:: LISTED ENTRIES

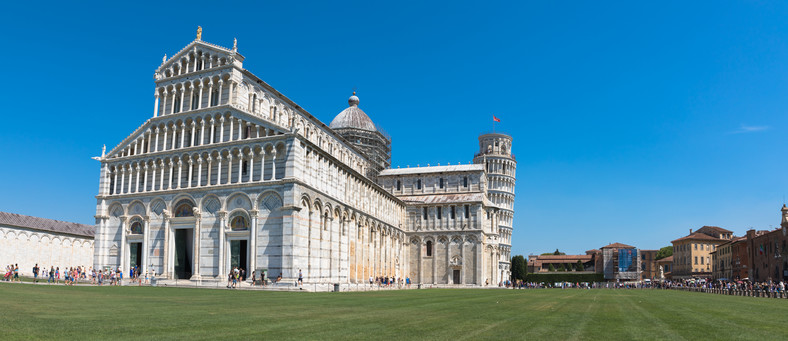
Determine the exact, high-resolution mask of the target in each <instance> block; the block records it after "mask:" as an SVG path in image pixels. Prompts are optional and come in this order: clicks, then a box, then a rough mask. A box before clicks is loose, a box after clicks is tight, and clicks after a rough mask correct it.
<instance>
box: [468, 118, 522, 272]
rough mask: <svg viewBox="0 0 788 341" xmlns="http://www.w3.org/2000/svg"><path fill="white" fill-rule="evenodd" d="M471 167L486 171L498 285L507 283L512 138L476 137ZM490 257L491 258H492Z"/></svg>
mask: <svg viewBox="0 0 788 341" xmlns="http://www.w3.org/2000/svg"><path fill="white" fill-rule="evenodd" d="M473 163H477V164H484V165H485V166H484V167H485V170H486V171H487V198H488V199H489V200H490V201H491V202H492V203H493V204H494V205H495V206H496V207H497V208H498V210H497V213H496V214H494V215H493V226H492V231H491V232H492V237H493V241H492V244H493V245H494V244H495V242H496V241H495V239H497V249H495V250H493V251H494V252H495V256H494V257H497V258H498V259H497V260H498V274H496V276H500V277H498V278H497V280H498V281H501V280H506V279H509V277H510V275H511V269H510V264H509V263H510V260H511V249H512V219H513V218H514V183H515V171H516V169H517V161H516V160H515V158H514V154H512V137H511V136H509V135H506V134H502V133H489V134H483V135H480V136H479V152H478V153H476V155H475V156H474V158H473ZM494 257H491V258H494Z"/></svg>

::::

YOUR ASSIGNMENT ▸
Leave out the pictures. Transcribe only the lines above, from the first through the one that contains "box: [468, 118, 522, 272]".

EXERCISE RESPONSE ▸
Determine the exact, high-resolution mask of the target in each <instance> block; the block records it after "mask:" as an SVG path in image pixels. Prompts are optional and come in this order: clicks, then a box, then a rough mask. A box before clicks is loose, a box after clicks is tight, and clicks after a rough mask correct it.
<instance>
box: [468, 118, 522, 272]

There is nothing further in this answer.